[Data listing Boundary: Start]

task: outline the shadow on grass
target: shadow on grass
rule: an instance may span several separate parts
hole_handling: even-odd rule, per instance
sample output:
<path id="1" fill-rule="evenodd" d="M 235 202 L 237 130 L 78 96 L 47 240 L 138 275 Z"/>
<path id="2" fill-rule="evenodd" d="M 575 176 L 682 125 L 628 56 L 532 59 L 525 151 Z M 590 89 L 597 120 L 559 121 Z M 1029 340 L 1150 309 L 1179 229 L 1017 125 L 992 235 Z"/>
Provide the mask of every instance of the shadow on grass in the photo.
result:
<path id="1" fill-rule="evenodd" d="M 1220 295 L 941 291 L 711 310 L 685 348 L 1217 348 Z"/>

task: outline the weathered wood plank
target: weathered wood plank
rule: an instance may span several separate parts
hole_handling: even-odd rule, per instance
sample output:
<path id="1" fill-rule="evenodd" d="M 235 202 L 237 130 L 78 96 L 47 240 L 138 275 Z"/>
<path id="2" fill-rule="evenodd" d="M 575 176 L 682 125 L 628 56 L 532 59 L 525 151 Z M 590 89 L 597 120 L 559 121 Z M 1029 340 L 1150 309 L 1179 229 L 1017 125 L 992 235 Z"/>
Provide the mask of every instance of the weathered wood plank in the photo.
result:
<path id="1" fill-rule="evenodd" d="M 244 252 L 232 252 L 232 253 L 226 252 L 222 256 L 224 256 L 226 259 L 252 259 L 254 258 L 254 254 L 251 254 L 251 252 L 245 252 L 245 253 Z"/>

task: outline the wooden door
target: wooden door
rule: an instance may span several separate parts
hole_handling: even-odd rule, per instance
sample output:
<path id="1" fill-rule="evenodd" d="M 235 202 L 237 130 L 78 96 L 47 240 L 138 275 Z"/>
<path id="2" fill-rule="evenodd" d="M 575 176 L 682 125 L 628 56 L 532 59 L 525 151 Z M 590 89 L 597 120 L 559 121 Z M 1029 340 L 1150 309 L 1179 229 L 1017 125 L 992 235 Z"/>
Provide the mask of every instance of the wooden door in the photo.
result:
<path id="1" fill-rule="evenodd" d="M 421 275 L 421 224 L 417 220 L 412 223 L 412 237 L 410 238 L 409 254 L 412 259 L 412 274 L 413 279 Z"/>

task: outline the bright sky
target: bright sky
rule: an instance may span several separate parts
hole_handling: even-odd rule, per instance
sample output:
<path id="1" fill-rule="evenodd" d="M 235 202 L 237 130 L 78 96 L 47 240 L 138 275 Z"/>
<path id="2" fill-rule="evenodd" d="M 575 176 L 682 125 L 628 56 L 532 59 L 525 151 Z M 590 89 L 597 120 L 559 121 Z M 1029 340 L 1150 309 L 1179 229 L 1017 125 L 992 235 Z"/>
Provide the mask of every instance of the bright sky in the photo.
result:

[Data listing Boundary: End]

__Your instructions__:
An exact copy of the listing above is all the answer should hold.

__Answer below__:
task: outline the shadow on grass
target: shadow on grass
rule: an instance may span several separate parts
hole_handling: even-odd rule, per instance
sample output:
<path id="1" fill-rule="evenodd" d="M 235 202 L 237 130 L 78 96 L 47 240 L 138 275 Z"/>
<path id="2" fill-rule="evenodd" d="M 575 176 L 682 125 L 628 56 L 532 59 L 525 151 Z M 590 89 L 597 120 L 559 121 Z M 1029 340 L 1150 309 L 1179 229 L 1017 125 L 992 235 Z"/>
Provide the mask of every instance of the shadow on grass in the photo.
result:
<path id="1" fill-rule="evenodd" d="M 1220 295 L 941 291 L 711 310 L 685 348 L 1217 348 Z"/>

task: outline the weathered wood plank
target: weathered wood plank
rule: an instance may span several separate parts
hole_handling: even-odd rule, per instance
sample output:
<path id="1" fill-rule="evenodd" d="M 235 202 L 237 130 L 78 96 L 47 240 L 138 275 Z"/>
<path id="2" fill-rule="evenodd" d="M 575 176 L 682 125 L 628 56 L 532 59 L 525 151 Z M 590 89 L 597 120 L 559 121 Z M 1029 340 L 1150 309 L 1179 229 L 1017 125 L 992 235 Z"/>
Provide the mask of every instance of the weathered wood plank in the photo.
result:
<path id="1" fill-rule="evenodd" d="M 244 252 L 232 252 L 232 253 L 226 252 L 222 256 L 224 256 L 226 259 L 252 259 L 254 258 L 254 254 L 251 254 L 251 252 L 245 252 L 245 253 Z"/>

task: outline the wooden door
target: wooden door
rule: an instance may span several separate parts
hole_handling: even-odd rule, per instance
sample output:
<path id="1" fill-rule="evenodd" d="M 235 202 L 237 130 L 78 96 L 47 240 L 138 275 Z"/>
<path id="2" fill-rule="evenodd" d="M 575 176 L 682 125 L 628 56 L 532 59 L 525 151 Z M 590 89 L 597 120 L 559 121 Z M 1029 340 L 1150 309 L 1179 229 L 1017 125 L 992 235 Z"/>
Provide the mask of every instance of the wooden door in the photo.
result:
<path id="1" fill-rule="evenodd" d="M 421 275 L 421 224 L 417 220 L 412 223 L 412 237 L 410 238 L 409 254 L 412 259 L 412 274 L 413 279 Z"/>

task: outline the bright sky
target: bright sky
rule: an instance may span several separate parts
hole_handling: even-odd rule, per instance
sample output:
<path id="1" fill-rule="evenodd" d="M 235 202 L 237 130 L 78 96 L 47 240 L 138 275 Z"/>
<path id="2" fill-rule="evenodd" d="M 575 176 L 682 125 L 628 56 L 532 59 L 525 151 Z M 590 89 L 597 120 L 559 121 Z M 1029 340 L 1150 309 L 1179 229 L 1017 125 L 992 235 Z"/>
Provide the mask of every instance of the bright sky in the photo.
result:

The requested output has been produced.